**PROBLEM REQUIREMENTS:**
All lines from the one holding "Locate the gray" down to the last line of the entries are to be reproduced exactly, with no other lines.
------ SOURCE MATERIAL
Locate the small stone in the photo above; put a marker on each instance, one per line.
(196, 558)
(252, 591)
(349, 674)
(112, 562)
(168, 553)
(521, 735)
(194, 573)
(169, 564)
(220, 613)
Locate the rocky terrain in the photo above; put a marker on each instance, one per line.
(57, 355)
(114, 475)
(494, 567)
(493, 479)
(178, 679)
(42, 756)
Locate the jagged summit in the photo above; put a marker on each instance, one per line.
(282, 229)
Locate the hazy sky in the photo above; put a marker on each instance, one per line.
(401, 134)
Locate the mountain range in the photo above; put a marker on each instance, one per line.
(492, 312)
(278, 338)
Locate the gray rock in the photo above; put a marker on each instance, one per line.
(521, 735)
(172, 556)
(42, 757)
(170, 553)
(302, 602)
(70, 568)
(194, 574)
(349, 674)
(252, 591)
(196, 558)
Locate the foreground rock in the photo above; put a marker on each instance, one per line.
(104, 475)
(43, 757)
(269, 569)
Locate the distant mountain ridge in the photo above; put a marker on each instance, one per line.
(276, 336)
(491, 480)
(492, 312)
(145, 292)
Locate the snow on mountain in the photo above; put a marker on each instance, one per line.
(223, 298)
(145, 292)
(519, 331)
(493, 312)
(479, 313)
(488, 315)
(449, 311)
------------
**OUTPUT OF THE EXERCISE:**
Locate the gray rock in the photo above; put a marker on each instance, one per line.
(521, 735)
(172, 556)
(42, 757)
(170, 553)
(302, 602)
(70, 568)
(194, 574)
(349, 674)
(252, 591)
(196, 558)
Locate the foreground rock in the photo above; put a marker on each instance, one per line.
(104, 475)
(43, 757)
(269, 569)
Locate the distant mountain ridge in the photo above; put a marker on each instance, one per line.
(276, 336)
(491, 480)
(492, 312)
(145, 292)
Locate the snow on mountain in the photo above; put a marker on each instance, one per line.
(223, 298)
(145, 292)
(519, 331)
(493, 312)
(479, 313)
(488, 315)
(449, 311)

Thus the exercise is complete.